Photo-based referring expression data
================

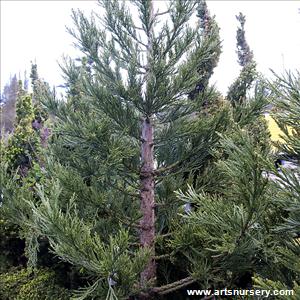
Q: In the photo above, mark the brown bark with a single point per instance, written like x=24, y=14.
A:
x=147, y=223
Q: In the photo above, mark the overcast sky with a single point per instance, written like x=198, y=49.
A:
x=35, y=31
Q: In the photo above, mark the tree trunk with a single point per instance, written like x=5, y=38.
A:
x=147, y=233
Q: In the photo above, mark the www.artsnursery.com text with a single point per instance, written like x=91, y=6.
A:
x=240, y=292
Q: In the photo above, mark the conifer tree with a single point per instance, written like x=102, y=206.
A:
x=8, y=107
x=286, y=99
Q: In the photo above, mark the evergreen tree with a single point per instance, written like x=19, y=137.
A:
x=8, y=107
x=127, y=142
x=286, y=98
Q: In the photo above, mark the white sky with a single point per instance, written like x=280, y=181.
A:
x=35, y=30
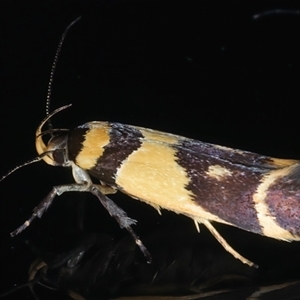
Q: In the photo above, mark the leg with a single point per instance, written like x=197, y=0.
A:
x=97, y=190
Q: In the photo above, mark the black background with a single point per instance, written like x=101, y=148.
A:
x=220, y=72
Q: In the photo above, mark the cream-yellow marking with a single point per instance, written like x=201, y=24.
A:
x=218, y=172
x=152, y=175
x=92, y=148
x=281, y=163
x=267, y=221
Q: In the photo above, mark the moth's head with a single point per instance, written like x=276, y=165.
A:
x=54, y=152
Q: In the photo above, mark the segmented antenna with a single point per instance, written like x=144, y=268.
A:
x=53, y=67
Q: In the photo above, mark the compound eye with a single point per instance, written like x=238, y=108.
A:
x=59, y=156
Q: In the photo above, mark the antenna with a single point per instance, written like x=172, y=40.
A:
x=53, y=67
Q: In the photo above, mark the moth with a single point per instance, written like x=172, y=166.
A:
x=205, y=182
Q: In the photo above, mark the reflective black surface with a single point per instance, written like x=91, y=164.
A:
x=221, y=72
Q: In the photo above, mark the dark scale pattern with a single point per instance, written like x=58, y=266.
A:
x=229, y=198
x=124, y=140
x=283, y=199
x=75, y=140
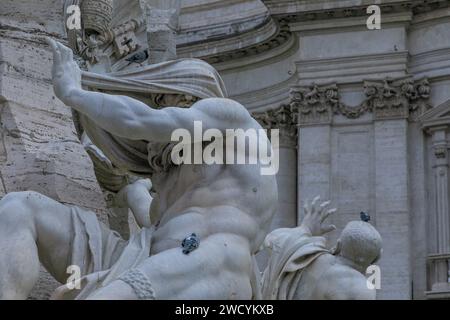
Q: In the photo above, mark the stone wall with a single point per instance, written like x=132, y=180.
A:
x=40, y=149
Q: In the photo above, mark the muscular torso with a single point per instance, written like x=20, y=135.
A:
x=211, y=200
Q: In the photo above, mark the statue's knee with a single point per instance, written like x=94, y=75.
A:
x=17, y=206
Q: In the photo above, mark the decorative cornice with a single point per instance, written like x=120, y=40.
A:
x=401, y=98
x=386, y=99
x=293, y=10
x=283, y=119
x=278, y=39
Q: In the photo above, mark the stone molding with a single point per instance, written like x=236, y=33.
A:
x=386, y=99
x=294, y=11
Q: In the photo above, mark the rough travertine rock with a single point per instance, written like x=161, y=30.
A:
x=40, y=149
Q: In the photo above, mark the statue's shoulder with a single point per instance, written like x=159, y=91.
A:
x=224, y=108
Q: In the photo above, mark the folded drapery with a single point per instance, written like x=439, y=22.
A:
x=185, y=76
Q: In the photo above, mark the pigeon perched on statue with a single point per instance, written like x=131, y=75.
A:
x=138, y=57
x=364, y=216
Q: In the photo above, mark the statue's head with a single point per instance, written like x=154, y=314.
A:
x=360, y=243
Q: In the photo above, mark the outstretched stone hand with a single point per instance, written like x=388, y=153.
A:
x=315, y=216
x=65, y=72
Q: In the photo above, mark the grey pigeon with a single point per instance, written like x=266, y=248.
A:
x=138, y=57
x=364, y=216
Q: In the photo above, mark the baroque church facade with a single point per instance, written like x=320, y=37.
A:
x=363, y=111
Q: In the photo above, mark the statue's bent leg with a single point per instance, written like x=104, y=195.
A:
x=32, y=228
x=219, y=269
x=35, y=228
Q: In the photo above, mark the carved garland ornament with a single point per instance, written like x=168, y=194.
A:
x=402, y=98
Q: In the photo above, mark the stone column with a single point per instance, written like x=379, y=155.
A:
x=392, y=206
x=314, y=114
x=442, y=227
x=162, y=24
x=283, y=119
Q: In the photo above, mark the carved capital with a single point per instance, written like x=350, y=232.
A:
x=283, y=119
x=314, y=104
x=386, y=99
x=441, y=152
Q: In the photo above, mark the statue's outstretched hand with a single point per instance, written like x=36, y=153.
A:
x=65, y=72
x=315, y=216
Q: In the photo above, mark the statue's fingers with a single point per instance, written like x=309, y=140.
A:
x=328, y=213
x=328, y=229
x=306, y=207
x=324, y=205
x=65, y=52
x=55, y=49
x=314, y=203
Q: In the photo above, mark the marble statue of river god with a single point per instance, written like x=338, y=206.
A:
x=213, y=218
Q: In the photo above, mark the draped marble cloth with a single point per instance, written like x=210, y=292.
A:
x=293, y=250
x=184, y=76
x=100, y=253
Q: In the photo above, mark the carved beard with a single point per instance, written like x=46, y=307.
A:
x=159, y=154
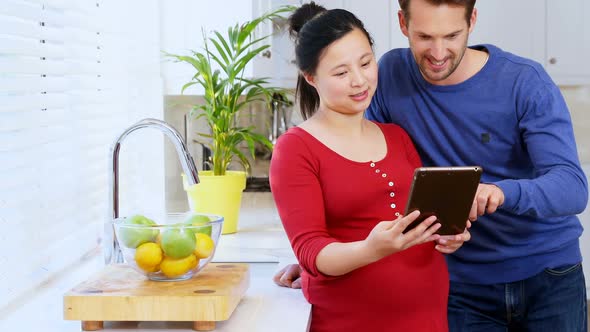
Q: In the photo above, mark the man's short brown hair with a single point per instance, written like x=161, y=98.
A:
x=468, y=4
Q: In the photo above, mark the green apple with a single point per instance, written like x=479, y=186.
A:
x=133, y=237
x=199, y=220
x=178, y=242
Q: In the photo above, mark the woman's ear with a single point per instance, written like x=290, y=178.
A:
x=309, y=79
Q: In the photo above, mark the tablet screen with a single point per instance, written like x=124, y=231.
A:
x=447, y=193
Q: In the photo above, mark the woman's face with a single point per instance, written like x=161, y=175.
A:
x=346, y=76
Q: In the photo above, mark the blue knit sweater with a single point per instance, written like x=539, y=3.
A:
x=511, y=119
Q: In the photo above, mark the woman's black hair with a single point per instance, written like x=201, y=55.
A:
x=313, y=28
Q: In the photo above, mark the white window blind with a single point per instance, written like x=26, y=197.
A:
x=73, y=75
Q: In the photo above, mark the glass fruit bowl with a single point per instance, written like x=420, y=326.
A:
x=176, y=249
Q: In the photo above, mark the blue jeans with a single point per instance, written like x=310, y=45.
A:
x=553, y=301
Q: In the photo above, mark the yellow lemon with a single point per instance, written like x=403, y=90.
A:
x=172, y=267
x=148, y=256
x=149, y=268
x=204, y=246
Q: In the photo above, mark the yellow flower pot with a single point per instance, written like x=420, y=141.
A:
x=220, y=195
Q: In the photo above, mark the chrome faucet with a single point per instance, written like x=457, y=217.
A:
x=112, y=252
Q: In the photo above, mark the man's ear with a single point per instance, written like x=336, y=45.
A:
x=403, y=25
x=472, y=20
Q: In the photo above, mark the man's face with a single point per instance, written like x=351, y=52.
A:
x=438, y=40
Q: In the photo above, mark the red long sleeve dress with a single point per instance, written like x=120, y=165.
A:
x=323, y=197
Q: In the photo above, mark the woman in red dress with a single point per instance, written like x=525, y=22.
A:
x=340, y=183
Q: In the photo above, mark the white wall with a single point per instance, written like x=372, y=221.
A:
x=182, y=23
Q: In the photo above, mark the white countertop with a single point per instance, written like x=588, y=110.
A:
x=265, y=307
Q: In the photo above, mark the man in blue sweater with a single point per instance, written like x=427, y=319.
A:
x=480, y=105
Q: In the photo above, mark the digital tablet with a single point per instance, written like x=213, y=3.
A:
x=447, y=193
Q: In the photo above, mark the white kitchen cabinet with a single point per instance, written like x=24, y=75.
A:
x=555, y=33
x=515, y=26
x=568, y=41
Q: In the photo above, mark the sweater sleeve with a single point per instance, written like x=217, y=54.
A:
x=410, y=149
x=559, y=186
x=296, y=189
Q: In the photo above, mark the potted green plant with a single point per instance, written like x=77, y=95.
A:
x=219, y=70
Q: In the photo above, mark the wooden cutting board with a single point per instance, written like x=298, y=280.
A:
x=118, y=293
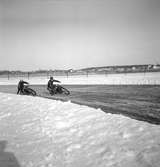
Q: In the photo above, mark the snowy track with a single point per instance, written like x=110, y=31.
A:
x=47, y=133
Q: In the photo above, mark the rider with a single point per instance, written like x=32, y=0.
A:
x=21, y=86
x=50, y=86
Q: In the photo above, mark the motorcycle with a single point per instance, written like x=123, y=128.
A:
x=28, y=91
x=58, y=89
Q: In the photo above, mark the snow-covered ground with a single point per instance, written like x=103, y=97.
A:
x=46, y=133
x=132, y=78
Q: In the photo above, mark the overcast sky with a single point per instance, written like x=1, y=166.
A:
x=62, y=34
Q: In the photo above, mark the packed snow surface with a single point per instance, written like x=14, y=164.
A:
x=111, y=79
x=46, y=133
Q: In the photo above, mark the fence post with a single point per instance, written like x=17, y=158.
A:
x=8, y=75
x=28, y=75
x=87, y=73
x=67, y=74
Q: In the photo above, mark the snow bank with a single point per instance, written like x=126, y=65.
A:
x=46, y=133
x=113, y=79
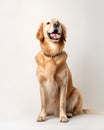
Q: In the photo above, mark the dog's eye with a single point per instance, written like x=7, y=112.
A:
x=48, y=23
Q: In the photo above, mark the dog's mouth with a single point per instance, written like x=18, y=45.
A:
x=54, y=35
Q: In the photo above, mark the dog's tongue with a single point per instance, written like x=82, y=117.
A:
x=55, y=35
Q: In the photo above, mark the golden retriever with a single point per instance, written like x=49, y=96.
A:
x=58, y=95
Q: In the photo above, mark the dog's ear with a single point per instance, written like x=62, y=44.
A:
x=63, y=32
x=39, y=34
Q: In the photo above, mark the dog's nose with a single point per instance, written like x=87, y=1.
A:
x=56, y=24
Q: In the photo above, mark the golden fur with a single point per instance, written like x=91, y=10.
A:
x=58, y=95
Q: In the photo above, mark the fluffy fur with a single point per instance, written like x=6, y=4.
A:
x=58, y=95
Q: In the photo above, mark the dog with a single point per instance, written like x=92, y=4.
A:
x=59, y=97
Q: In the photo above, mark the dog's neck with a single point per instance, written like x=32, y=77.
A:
x=52, y=56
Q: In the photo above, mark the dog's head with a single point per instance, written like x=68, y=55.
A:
x=52, y=35
x=52, y=30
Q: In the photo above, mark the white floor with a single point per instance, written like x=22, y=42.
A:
x=82, y=122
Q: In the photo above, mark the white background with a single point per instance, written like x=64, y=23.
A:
x=19, y=21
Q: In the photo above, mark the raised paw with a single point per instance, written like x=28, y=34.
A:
x=63, y=119
x=69, y=115
x=41, y=118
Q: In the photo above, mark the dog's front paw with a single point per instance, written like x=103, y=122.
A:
x=41, y=118
x=63, y=119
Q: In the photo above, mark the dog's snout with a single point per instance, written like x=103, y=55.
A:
x=56, y=25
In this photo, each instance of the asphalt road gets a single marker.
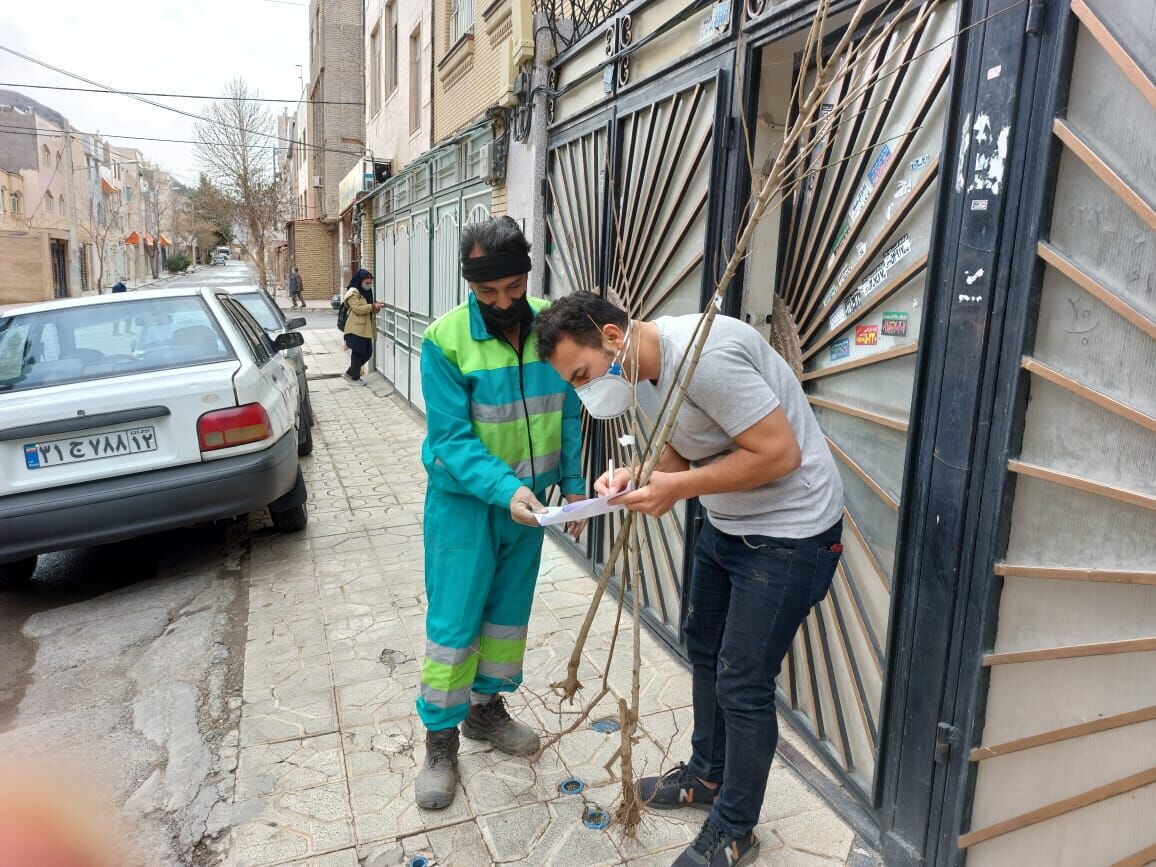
(124, 662)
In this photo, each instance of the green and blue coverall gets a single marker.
(496, 420)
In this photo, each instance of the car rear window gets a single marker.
(259, 309)
(96, 341)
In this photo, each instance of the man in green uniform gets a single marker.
(502, 429)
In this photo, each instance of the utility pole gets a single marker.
(74, 279)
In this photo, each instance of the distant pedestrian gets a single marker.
(294, 287)
(127, 321)
(358, 328)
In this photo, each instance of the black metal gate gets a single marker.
(58, 251)
(630, 199)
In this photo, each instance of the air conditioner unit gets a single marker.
(486, 164)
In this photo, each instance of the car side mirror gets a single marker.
(289, 340)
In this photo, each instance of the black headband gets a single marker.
(495, 266)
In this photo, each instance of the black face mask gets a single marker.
(503, 320)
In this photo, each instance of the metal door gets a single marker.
(1064, 754)
(854, 245)
(59, 252)
(630, 198)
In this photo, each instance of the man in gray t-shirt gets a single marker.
(747, 444)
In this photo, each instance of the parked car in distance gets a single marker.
(273, 319)
(108, 435)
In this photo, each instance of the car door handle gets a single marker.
(83, 422)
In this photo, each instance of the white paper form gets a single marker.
(582, 510)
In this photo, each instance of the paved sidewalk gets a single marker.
(330, 743)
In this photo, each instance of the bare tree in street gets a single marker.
(235, 147)
(102, 224)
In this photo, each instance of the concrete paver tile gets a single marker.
(284, 717)
(345, 858)
(291, 825)
(460, 845)
(384, 806)
(547, 834)
(265, 681)
(364, 669)
(289, 765)
(495, 782)
(382, 699)
(819, 832)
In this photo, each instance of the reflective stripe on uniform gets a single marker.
(449, 669)
(449, 656)
(503, 647)
(495, 630)
(442, 698)
(501, 671)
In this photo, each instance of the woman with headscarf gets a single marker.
(358, 328)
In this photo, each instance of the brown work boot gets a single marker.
(491, 723)
(437, 782)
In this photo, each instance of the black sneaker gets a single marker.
(677, 787)
(716, 849)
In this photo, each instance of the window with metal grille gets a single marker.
(375, 71)
(461, 20)
(391, 36)
(415, 80)
(83, 267)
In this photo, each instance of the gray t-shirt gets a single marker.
(739, 380)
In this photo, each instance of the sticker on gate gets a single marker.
(840, 348)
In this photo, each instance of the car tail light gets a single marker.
(236, 425)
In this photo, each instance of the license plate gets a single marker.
(76, 450)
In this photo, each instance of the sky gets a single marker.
(163, 45)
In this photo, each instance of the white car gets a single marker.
(130, 414)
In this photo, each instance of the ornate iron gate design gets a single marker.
(1065, 768)
(629, 216)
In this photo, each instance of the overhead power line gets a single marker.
(179, 111)
(173, 96)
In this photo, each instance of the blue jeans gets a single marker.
(748, 595)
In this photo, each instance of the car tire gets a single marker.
(17, 573)
(290, 520)
(309, 410)
(304, 432)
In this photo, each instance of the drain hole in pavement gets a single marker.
(595, 817)
(571, 785)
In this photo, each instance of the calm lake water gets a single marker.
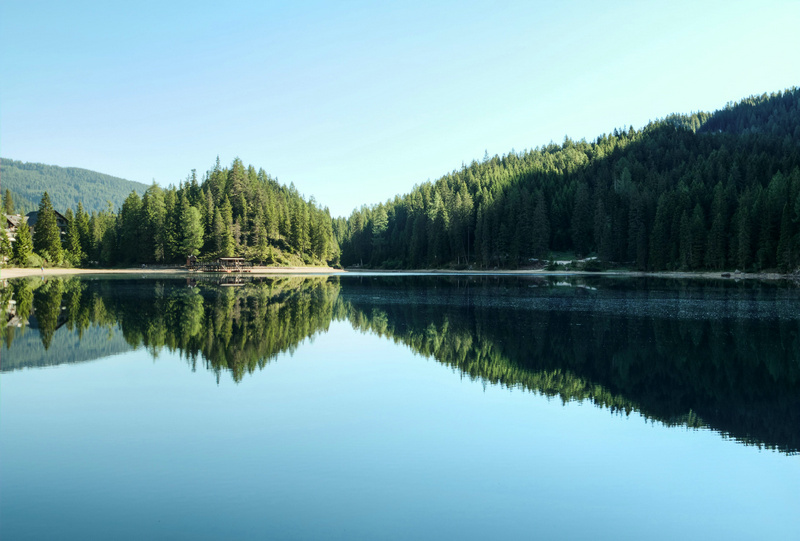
(402, 407)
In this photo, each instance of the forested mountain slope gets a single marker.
(700, 191)
(66, 185)
(232, 211)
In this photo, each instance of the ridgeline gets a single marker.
(698, 192)
(706, 191)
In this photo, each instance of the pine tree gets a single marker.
(784, 255)
(73, 240)
(8, 202)
(23, 246)
(47, 236)
(6, 250)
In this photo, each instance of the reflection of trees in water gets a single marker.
(739, 375)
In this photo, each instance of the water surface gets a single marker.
(399, 407)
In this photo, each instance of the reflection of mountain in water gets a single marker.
(718, 355)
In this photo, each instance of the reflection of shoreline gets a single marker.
(25, 273)
(661, 349)
(266, 271)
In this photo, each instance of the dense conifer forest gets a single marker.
(235, 211)
(67, 186)
(706, 191)
(688, 192)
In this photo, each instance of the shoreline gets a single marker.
(14, 272)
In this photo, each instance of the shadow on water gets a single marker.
(713, 354)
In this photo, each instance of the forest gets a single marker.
(67, 186)
(705, 191)
(233, 211)
(688, 192)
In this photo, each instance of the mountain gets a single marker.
(66, 186)
(689, 192)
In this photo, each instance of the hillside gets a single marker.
(702, 191)
(66, 186)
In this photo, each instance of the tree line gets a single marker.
(688, 192)
(232, 212)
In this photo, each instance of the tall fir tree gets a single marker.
(46, 234)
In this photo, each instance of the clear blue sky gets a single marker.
(357, 102)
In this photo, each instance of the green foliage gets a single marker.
(705, 191)
(8, 202)
(67, 186)
(23, 246)
(47, 235)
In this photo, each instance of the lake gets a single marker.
(399, 407)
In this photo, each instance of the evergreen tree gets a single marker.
(5, 244)
(192, 231)
(23, 246)
(47, 236)
(72, 242)
(8, 202)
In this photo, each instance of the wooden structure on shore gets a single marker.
(223, 264)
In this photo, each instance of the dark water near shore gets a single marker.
(424, 407)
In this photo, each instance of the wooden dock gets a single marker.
(222, 265)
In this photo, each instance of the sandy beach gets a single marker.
(22, 273)
(8, 273)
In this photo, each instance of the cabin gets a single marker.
(61, 222)
(12, 225)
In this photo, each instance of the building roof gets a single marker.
(34, 216)
(13, 220)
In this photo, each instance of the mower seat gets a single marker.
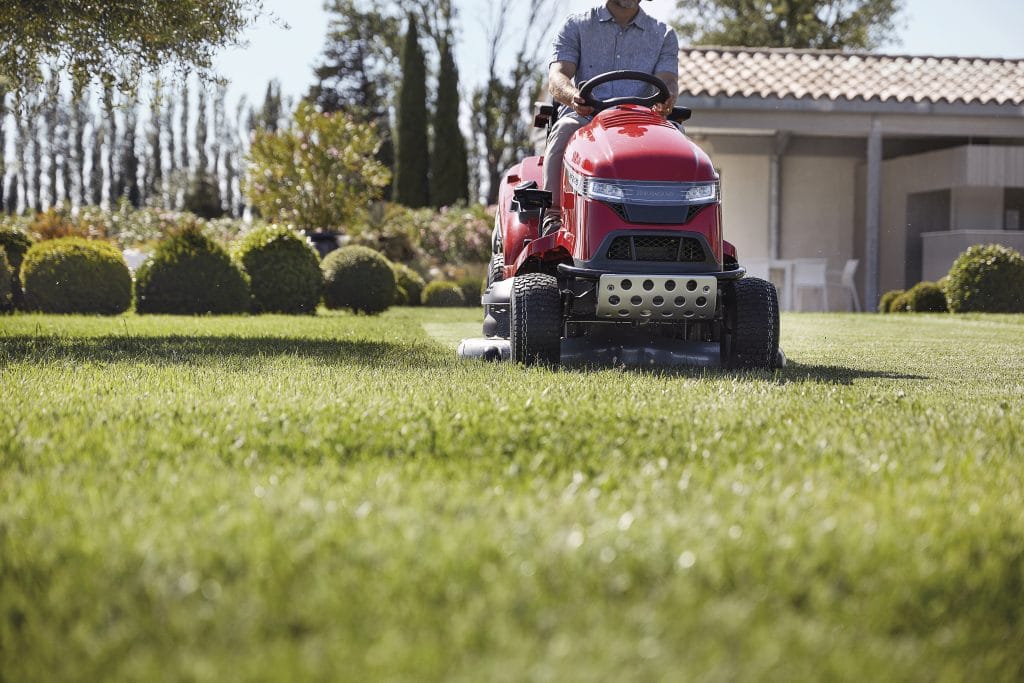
(545, 114)
(680, 114)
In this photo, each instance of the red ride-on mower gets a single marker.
(638, 274)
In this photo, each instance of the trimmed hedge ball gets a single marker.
(283, 268)
(15, 244)
(886, 302)
(410, 286)
(986, 279)
(76, 275)
(443, 294)
(6, 287)
(358, 279)
(188, 273)
(924, 298)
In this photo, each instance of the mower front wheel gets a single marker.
(537, 319)
(750, 333)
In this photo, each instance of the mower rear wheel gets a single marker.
(496, 272)
(537, 319)
(750, 334)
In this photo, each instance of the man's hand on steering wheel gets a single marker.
(665, 109)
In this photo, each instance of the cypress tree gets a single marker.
(184, 127)
(203, 195)
(155, 158)
(79, 110)
(269, 116)
(36, 177)
(3, 144)
(449, 165)
(111, 136)
(53, 137)
(129, 159)
(19, 182)
(411, 166)
(95, 194)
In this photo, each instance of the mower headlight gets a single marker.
(644, 191)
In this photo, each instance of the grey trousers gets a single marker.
(555, 152)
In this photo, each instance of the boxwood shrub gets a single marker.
(76, 275)
(410, 286)
(189, 273)
(886, 302)
(283, 268)
(440, 293)
(15, 244)
(358, 279)
(986, 279)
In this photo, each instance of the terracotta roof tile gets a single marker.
(850, 76)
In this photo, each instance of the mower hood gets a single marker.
(631, 142)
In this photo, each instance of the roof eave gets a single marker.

================

■ Exercise instructions ■
Reproduce all lines from the records above that include the word "carved".

■ Solution to the problem ■
Q: In the photo above, mark the carved garland ornament with a single point per instance, written like x=168, y=194.
Q: In the photo above, mark the carved capital with a single point per instance, written like x=350, y=232.
Q: In the photo above, mark the carved beard with a single point per instance, written like x=46, y=307.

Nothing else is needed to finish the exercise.